● SOURCE TEXT:
....
Protecting 340B means protecting access to care close to home | OPINION
By Patrick Demmer
As a pastor and community advocate in Colorado, I have spent more than four decades walking alongside people in moments of hardship, families facing illness, seniors choosing between prescriptions and groceries, and working parents stretched to the breaking point. In those moments, access to affordable, local health care isn’t an abstract policy debate. It is a lifeline, which is why the federal 340B Drug Pricing Program matters so much to our communities.
Created by Congress more than 30 years ago, 340B requires pharmaceutical manufacturers to provide discounts on outpatient drugs to hospitals and clinics that serve a high number of low-income and uninsured patients. In return, those manufacturers gain access to the highly lucrative Medicare and Medicaid markets, which is a straightforward bargain that costs taxpayers nothing!
The intent of 340B is equally straightforward in that it provides safety-net providers to stretch scarce resources, serve more patients, and offer services that otherwise would not exist. Hospitals use 340B savings to fund cancer care, diabetes treatment, behavioral health services, rural outreach, free or discounted medications, and the wraparound care insurance often does not cover. For uninsured patients, that can mean receiving lifesaving drugs at little or no cost.
Importantly, insurers and other payers do not pay more for drugs because of the participation of a hospital in 340B. The savings stay with providers and are reinvested directly into patient care which is not a windfall but is a stabilizer especially for hospitals operating on the margins. Yet today, this long-standing bipartisan program is under serious threat.
....
[Stored data entries]
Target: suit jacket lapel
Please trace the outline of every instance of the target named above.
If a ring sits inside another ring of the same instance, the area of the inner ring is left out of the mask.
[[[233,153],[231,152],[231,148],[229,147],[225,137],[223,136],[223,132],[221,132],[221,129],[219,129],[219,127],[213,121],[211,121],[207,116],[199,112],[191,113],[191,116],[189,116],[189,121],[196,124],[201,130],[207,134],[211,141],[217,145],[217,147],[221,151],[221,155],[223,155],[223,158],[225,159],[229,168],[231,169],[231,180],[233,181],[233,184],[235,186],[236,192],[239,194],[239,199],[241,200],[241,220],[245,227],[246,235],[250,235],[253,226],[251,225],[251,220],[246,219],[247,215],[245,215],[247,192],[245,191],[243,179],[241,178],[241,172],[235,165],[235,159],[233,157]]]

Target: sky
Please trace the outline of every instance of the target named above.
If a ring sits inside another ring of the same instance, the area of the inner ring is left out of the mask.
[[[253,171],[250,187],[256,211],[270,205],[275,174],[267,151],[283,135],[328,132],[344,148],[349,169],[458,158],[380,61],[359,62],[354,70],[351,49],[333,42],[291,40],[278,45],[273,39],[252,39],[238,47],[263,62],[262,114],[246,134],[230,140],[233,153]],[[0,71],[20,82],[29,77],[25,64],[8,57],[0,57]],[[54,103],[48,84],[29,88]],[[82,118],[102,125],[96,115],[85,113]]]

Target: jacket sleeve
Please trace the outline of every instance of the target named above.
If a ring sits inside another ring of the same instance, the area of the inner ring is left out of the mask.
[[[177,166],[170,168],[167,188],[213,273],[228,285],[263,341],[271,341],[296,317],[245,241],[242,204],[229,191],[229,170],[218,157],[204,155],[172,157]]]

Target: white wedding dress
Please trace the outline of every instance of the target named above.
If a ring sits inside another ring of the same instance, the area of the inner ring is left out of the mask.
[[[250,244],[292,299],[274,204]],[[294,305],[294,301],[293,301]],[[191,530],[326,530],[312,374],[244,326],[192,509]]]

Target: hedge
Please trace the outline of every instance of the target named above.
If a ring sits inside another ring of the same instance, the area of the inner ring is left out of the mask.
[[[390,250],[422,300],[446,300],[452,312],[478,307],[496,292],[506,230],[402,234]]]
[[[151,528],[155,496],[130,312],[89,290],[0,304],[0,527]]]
....
● ASSIGNMENT: Continue the opinion piece on the 340B Drug Pricing Program, starting after its final sentence.

● RESPONSE AREA:
Instead of honoring the agreement Congress put in place, some pharmaceutical companies are attempting to rewrite the rules mid-stream. Through restrictive contract pharmacy policies and a proposed rebate scheme, manufacturers are seeking to shrink the program and wrest authority away from the Health Resources and Services Administration (HRSA), the federal agency tasked with overseeing 340B. These actions undermine the law, create chaos for providers, and jeopardize care for the very people 340B was designed to help.
As a person of faith, I find this deeply troubling. Scripture calls us to care for the sick and protect the vulnerable and not to tilt the scales further against them. If 340B is crippled, hospitals that depend on it will inevitably face impossible choices: cutting services, reducing staff, or closing altogether. When that happens, communities lose access to care, and the costs do not disappear — they are shifted to taxpayers through emergency bailouts, higher premiums, and overcrowded emergency rooms. Weakening 340B is not fiscally responsible. It is shortsighted.
That reality helps explain why more than 20 states, many by overwhelming bipartisan margins, have acted to protect 340B within their borders. Lawmakers from both parties recognize that preserving this program is essential to maintaining access to care, particularly in underserved urban and rural communities.
Colorado should expect the same leadership at the federal level.
I am personally calling on U.S. Rep. Gabe Evans to stand with patients, providers, and communities of faith by ensuring that 340B is protected as Congress considers health care and budget legislation. This is not about partisanship. It is about keeping faith with a promise that has worked for decades and continues to deliver real results for real people.
We all know our health care system has deep challenges, many without easy solutions. But 340B is one area where Congress got it right. It is a smaller program that provides outsized relief — and hope — for countless families across Colorado.
Protecting 340B means protecting access to care close to home. It means supporting hospitals that serve everyone, regardless of ability to pay. And ultimately, it means living out our shared values of compassion, stewardship, and justice.
Now is the time to speak up and ensure this vital program endures.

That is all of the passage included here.